→ List of tasks
#1 Copy the snow camping post between "Wednesday, November 06, 2013" and "to the text.)", inclusive, swapping "November" for "December".
#2 Reproduce the listing word for word from its first line through the line holding "0,172,768,383", inclusive, and nothing more.

→ Excerpt

Wednesday, November 06, 2013

Snow Camping in the Sequoias: November, 2013

(If you want to skip the text and see a slide show instead, just click on a picture and use the arrow keys.  Hit "escape" if you want to get back to the text.) 

We had a few days available, so (naturally) we decided to head for the mountains.  As we were getting ready to go, we were tracking a weak snowstorm that was passing through the Sierra.  We knew that the roads might close and that we might have to make alternate plans; if we couldn’t get to the Sequoias at all, we would go to Yosemite Valley.  Not such a terrible fallback plan!

[Entries from an annotation dataset]
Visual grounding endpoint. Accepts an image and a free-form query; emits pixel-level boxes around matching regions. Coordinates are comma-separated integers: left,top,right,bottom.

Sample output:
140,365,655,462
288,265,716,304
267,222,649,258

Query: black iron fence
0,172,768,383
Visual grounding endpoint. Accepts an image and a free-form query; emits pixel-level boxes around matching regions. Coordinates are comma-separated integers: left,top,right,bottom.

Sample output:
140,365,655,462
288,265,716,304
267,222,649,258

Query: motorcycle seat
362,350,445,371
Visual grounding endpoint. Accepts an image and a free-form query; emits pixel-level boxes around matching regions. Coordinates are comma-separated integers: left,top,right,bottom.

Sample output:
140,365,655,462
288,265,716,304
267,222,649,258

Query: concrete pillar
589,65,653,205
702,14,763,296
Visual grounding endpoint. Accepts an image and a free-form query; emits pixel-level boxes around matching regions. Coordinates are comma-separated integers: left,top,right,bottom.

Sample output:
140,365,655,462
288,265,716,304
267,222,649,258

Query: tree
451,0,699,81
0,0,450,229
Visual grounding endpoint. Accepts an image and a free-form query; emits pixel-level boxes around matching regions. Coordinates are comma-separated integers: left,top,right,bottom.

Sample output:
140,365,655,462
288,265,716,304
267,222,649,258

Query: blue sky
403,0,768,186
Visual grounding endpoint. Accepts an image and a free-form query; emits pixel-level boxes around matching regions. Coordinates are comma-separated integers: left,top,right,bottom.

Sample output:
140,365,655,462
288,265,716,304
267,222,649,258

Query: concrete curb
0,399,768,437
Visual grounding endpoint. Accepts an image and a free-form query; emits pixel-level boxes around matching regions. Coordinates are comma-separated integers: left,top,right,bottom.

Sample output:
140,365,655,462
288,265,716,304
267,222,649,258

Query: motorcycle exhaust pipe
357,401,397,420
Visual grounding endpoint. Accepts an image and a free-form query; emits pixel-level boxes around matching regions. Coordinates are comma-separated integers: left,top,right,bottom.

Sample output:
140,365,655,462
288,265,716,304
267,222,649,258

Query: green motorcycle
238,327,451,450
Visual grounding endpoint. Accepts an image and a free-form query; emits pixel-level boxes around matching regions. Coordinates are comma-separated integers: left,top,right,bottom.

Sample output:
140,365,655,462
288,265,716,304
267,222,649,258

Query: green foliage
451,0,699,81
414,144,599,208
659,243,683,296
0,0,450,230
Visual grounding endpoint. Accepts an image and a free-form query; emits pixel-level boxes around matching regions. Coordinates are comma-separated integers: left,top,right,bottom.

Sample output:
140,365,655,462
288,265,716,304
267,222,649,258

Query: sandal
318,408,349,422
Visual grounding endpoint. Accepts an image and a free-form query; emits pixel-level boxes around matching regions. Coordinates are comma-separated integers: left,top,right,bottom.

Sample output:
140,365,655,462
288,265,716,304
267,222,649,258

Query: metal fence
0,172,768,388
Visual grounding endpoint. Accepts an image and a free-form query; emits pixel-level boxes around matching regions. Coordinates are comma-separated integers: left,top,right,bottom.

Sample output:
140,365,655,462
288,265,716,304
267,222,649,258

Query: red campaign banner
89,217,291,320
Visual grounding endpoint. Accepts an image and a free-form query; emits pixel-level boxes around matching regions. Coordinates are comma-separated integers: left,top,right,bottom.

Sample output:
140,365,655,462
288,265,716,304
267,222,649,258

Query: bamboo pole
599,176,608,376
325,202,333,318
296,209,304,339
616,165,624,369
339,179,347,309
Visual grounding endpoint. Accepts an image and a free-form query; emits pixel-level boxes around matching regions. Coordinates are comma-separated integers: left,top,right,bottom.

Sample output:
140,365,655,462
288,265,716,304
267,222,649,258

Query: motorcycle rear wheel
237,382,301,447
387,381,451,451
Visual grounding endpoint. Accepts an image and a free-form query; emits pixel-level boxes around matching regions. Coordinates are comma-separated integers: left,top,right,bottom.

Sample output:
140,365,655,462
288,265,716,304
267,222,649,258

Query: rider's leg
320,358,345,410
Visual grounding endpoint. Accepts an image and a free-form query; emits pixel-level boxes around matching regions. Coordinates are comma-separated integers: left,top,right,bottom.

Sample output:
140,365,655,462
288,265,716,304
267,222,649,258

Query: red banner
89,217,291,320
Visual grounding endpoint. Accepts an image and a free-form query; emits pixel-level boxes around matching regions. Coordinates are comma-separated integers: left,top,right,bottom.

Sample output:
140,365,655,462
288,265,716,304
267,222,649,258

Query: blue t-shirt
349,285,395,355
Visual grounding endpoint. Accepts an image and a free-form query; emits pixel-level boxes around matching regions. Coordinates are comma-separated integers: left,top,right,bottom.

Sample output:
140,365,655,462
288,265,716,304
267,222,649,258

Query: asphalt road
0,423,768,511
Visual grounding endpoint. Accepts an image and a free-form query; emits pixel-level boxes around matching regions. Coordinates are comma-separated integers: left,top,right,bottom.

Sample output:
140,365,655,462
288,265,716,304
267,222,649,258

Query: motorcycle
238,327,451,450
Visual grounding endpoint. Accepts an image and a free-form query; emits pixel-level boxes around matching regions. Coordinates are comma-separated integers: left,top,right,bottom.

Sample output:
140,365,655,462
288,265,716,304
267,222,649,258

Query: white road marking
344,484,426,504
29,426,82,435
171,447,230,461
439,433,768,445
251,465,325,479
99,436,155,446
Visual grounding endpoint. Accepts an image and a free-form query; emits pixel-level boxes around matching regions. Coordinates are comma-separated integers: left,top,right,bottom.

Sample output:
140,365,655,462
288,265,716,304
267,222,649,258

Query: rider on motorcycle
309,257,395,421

→ Solutions to the exercise
#1
Wednesday, December 06, 2013

Snow Camping in the Sequoias: December, 2013

(If you want to skip the text and see a slide show instead, just click on a picture and use the arrow keys.  Hit "escape" if you want to get back to the text.)

#2
Visual grounding endpoint. Accepts an image and a free-form query; emits pixel-level boxes around matching regions. Coordinates are comma-separated integers: left,top,right,bottom.

Sample output:
140,365,655,462
288,265,716,304
267,222,649,258

Query: black iron fence
0,172,768,383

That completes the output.